Work required
Copy the items from the start through the line containing "point(534, 318)", including that line. Shift every point coordinate in the answers by adding 149, and leave the rest of each line unchanged.

Data extract
▬▬▬
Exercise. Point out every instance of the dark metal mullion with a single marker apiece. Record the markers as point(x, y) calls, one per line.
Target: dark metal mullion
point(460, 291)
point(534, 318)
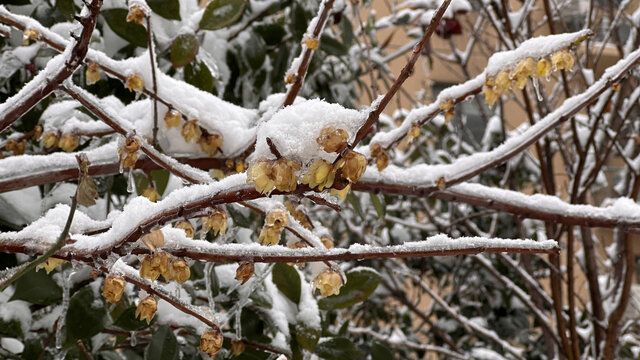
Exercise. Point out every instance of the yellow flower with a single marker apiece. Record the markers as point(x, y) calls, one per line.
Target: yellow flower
point(543, 68)
point(68, 142)
point(562, 60)
point(179, 271)
point(328, 282)
point(211, 342)
point(151, 193)
point(50, 264)
point(237, 347)
point(414, 132)
point(153, 240)
point(136, 14)
point(269, 235)
point(92, 75)
point(522, 71)
point(30, 34)
point(172, 119)
point(113, 288)
point(216, 221)
point(210, 143)
point(342, 194)
point(490, 96)
point(146, 309)
point(191, 131)
point(284, 174)
point(134, 82)
point(312, 43)
point(320, 174)
point(503, 82)
point(260, 175)
point(332, 139)
point(186, 226)
point(353, 165)
point(327, 241)
point(277, 218)
point(245, 271)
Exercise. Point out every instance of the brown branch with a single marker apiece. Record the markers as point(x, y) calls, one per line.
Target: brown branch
point(326, 6)
point(29, 96)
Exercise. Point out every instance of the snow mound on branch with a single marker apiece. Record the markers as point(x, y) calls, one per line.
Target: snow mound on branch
point(294, 129)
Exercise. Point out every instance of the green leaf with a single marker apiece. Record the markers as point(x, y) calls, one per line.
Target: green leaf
point(163, 346)
point(338, 349)
point(184, 49)
point(255, 51)
point(377, 204)
point(168, 9)
point(306, 336)
point(287, 280)
point(37, 287)
point(360, 285)
point(222, 13)
point(128, 321)
point(272, 34)
point(355, 202)
point(332, 46)
point(130, 31)
point(86, 315)
point(380, 352)
point(199, 75)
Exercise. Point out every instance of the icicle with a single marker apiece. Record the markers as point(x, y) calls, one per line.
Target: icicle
point(536, 86)
point(208, 268)
point(130, 184)
point(66, 285)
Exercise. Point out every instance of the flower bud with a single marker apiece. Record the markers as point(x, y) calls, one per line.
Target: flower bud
point(180, 271)
point(68, 142)
point(216, 221)
point(191, 131)
point(113, 288)
point(237, 347)
point(30, 34)
point(244, 271)
point(136, 14)
point(320, 174)
point(146, 309)
point(260, 175)
point(284, 174)
point(277, 218)
point(353, 166)
point(211, 342)
point(153, 240)
point(333, 140)
point(269, 235)
point(543, 68)
point(210, 143)
point(327, 241)
point(50, 264)
point(328, 282)
point(134, 82)
point(186, 226)
point(92, 75)
point(151, 193)
point(312, 43)
point(172, 119)
point(414, 132)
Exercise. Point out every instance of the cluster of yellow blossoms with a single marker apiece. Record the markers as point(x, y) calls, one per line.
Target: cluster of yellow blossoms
point(276, 220)
point(494, 87)
point(328, 282)
point(282, 174)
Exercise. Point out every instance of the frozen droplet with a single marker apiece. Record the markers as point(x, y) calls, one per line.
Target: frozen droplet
point(130, 184)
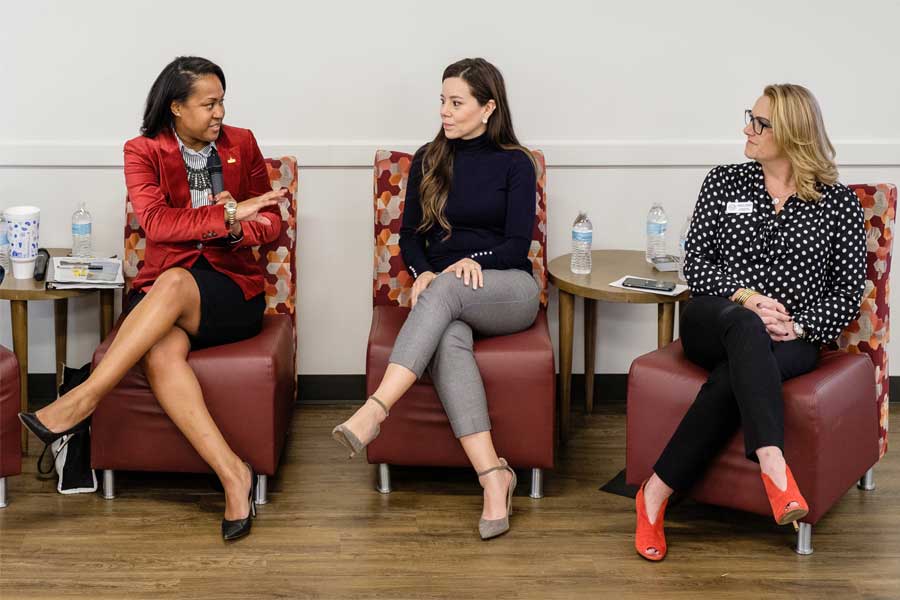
▬▬▬
Exercise output
Exercise. Point out every instance of the dark metal mullion with a single marker apiece. Record the markers as point(x, y) calls, one per line.
Target: dark metal mullion
point(609, 440)
point(683, 467)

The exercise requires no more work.